→ **Records for this task**
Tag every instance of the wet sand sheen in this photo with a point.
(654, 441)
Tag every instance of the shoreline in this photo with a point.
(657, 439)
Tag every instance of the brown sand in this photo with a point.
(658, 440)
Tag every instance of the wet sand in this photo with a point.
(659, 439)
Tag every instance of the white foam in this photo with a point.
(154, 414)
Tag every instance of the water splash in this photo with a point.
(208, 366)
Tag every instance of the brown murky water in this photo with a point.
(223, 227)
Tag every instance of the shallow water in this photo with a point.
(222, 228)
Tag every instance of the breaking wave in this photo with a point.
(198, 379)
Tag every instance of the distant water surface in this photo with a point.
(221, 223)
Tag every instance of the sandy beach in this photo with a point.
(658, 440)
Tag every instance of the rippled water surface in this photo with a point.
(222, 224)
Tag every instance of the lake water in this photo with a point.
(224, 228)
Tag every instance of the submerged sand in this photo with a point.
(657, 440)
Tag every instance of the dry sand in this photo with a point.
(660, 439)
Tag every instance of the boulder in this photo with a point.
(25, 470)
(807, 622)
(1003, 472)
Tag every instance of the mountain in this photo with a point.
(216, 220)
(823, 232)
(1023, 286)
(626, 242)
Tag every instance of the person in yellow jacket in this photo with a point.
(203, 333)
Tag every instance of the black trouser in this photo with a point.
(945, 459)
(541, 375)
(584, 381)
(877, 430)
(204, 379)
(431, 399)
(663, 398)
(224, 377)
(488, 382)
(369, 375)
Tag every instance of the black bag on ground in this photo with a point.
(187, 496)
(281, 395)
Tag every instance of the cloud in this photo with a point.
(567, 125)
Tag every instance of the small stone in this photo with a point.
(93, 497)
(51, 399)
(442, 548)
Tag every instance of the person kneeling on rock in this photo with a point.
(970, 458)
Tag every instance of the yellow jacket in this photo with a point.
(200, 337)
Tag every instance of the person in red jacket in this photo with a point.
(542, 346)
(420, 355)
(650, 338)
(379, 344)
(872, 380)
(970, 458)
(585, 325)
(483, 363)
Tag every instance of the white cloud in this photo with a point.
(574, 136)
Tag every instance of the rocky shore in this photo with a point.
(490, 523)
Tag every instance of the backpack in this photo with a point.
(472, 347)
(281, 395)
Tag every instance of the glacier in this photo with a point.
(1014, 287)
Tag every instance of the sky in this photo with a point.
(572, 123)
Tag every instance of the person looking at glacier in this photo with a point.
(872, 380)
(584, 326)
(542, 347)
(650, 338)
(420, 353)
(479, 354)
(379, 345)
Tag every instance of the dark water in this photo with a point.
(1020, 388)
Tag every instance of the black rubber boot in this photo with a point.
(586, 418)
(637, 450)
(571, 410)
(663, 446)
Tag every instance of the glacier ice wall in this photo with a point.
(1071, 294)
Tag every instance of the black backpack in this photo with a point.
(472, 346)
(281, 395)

→ **What to work on**
Repeat all of the records above exactly as they appear.

→ **Exercise output**
Tag every instance of the wet sand sheen in this photo with a point.
(654, 441)
Tag every instance of the shoreline in this photo with a point.
(657, 439)
Tag every instance of the brown sand in this photo with a point.
(658, 440)
Tag every instance of the wet sand in this photo with a point.
(659, 439)
Tag every instance of the white foam in this photo with a point.
(154, 414)
Tag every instance of the water splash in this photo with a point.
(208, 366)
Tag every instance of the brown murky water in this photo with a point.
(223, 227)
Tag every instance of the shallow water in this photo with a point.
(222, 228)
Tag every instance of the breaking wave in this photo with a point.
(198, 379)
Tag every instance of the distant water surface in this photo with a point.
(221, 223)
Tag every instance of the sandy beach in this photo with a point.
(658, 440)
Tag every instance of the rippled water surface in this photo with a point.
(222, 224)
Tag every instance of the lake water in this photo with a point.
(224, 228)
Tag every instance of the submerged sand in this photo with a point.
(657, 440)
Tag every instance of the dry sand in this photo with a point.
(660, 439)
Tag every instance of the boulder in this photo with a point.
(25, 470)
(807, 622)
(1003, 472)
Tag every instance of the mountain in this photo with a point.
(216, 220)
(823, 232)
(1023, 286)
(626, 242)
Tag every instance of the person in yellow jacket in this photo with a point.
(203, 333)
Tag every instance of the black trouser in this photo with a point.
(945, 459)
(541, 375)
(584, 381)
(877, 430)
(204, 379)
(431, 399)
(663, 398)
(224, 377)
(488, 382)
(369, 375)
Tag every instance of the black bag on ground in this photo with a point.
(187, 496)
(281, 395)
Tag every instance of the cloud in this photo with a point.
(567, 125)
Tag every instance of the small stone in this photo with a point.
(93, 497)
(51, 399)
(442, 548)
Tag every instance of the person kneeling on rock in this photo with a point.
(970, 458)
Tag every instance of the yellow jacket in this photo with a point.
(200, 337)
Tag every instance of the person in red jacket in this photo with a point.
(542, 346)
(420, 355)
(650, 338)
(379, 344)
(872, 380)
(970, 458)
(585, 325)
(483, 363)
Tag every instance of the white cloud in this photo with a point.
(574, 136)
Tag every instance of the rocky shore in this photo with a point.
(490, 523)
Tag every instance of the backpack in this photo with a point.
(472, 347)
(281, 395)
Tag every instance of the glacier in this photo with a point.
(1014, 287)
Tag every instance of the sky in this photo with a point.
(572, 123)
Tag every instance of the person looking at glacier in this photo with a point.
(872, 380)
(584, 326)
(542, 347)
(650, 338)
(420, 353)
(479, 354)
(379, 345)
Tag every instance of the dark water in this photo with a point.
(1020, 388)
Tag every instance of the black rubber boot in this photo with a point.
(586, 418)
(637, 450)
(571, 410)
(663, 446)
Tag every instance of the glacier ice wall in this photo with a point.
(1071, 294)
Tag every instance of the black backpack in this photo with a point.
(472, 346)
(281, 395)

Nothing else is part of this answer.